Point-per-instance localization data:

== Segment start ==

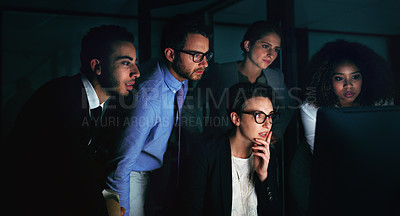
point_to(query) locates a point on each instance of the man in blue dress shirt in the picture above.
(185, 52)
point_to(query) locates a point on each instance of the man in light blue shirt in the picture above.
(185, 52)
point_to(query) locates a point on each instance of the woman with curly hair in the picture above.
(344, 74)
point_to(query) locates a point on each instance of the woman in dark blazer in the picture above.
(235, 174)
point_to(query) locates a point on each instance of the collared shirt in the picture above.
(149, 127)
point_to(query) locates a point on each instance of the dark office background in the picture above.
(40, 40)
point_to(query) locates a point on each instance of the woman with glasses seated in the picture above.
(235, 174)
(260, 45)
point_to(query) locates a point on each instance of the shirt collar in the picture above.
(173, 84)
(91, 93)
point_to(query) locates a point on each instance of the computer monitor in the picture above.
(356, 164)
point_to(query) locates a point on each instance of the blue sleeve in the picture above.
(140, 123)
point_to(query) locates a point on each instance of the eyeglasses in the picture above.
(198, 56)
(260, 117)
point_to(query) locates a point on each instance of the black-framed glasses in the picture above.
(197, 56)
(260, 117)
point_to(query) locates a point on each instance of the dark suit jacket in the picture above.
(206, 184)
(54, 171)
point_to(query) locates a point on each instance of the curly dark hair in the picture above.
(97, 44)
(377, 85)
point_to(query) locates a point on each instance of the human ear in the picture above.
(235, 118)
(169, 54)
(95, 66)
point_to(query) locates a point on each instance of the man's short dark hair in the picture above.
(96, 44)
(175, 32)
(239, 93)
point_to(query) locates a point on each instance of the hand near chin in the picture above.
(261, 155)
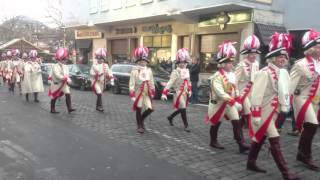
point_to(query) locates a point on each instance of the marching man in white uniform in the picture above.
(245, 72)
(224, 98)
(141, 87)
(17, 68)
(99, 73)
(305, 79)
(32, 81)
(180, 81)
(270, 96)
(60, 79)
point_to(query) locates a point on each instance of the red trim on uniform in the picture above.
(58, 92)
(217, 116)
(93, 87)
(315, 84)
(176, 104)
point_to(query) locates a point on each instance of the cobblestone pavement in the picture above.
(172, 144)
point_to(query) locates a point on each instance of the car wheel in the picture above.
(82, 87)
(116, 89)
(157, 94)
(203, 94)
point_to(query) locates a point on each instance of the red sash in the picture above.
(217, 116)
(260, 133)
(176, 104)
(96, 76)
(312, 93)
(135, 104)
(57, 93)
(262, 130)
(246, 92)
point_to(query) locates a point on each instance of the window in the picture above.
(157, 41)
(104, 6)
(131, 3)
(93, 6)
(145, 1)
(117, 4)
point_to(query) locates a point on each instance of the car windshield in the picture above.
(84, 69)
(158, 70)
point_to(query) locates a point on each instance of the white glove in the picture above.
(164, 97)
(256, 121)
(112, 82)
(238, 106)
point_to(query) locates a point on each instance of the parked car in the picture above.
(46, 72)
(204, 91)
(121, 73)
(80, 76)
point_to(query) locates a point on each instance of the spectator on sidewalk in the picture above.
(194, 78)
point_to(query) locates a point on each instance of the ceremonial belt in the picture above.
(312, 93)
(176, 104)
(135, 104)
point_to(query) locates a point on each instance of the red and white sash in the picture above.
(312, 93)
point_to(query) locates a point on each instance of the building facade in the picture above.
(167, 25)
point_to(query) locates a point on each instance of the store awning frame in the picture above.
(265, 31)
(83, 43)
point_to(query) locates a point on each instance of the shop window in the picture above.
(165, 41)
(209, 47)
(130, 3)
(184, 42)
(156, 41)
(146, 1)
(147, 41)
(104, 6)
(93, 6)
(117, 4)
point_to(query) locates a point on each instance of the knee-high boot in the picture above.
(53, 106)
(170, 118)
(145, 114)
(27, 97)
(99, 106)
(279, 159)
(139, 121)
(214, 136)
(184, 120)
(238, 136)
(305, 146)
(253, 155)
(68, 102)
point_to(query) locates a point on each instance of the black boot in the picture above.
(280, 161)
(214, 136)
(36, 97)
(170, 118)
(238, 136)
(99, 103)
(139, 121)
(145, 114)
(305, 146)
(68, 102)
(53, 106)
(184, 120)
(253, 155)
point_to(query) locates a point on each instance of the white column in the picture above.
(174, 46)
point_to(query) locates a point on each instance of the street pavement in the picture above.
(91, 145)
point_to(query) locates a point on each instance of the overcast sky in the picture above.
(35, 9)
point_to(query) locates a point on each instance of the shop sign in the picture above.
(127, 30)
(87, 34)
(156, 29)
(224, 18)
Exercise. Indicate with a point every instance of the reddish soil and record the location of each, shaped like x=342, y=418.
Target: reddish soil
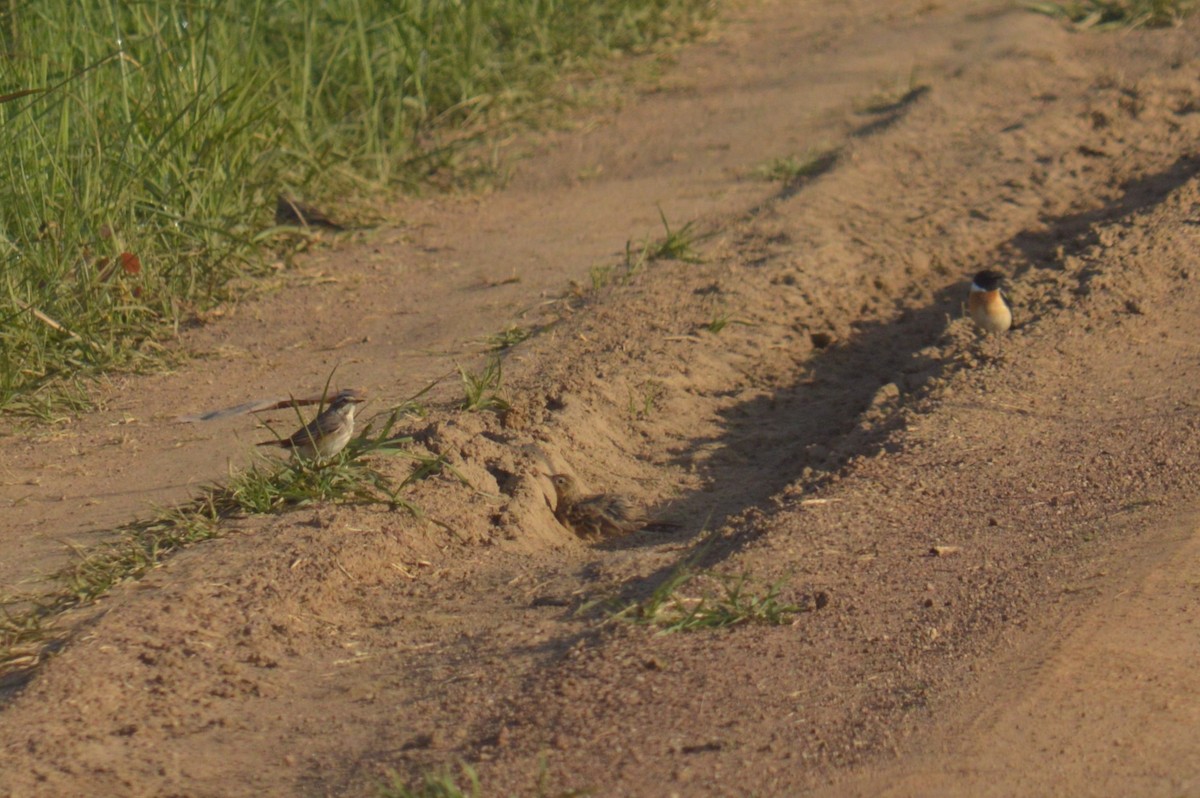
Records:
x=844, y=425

== Segment end ==

Aim of the exercise:
Search the records for the string "reddish" and, wherever a line contains it, please copy that line.

Reply:
Exercise. Indicate with a point every instance of the reddish soil and record the location of each, shaped like x=342, y=418.
Target: reddish soil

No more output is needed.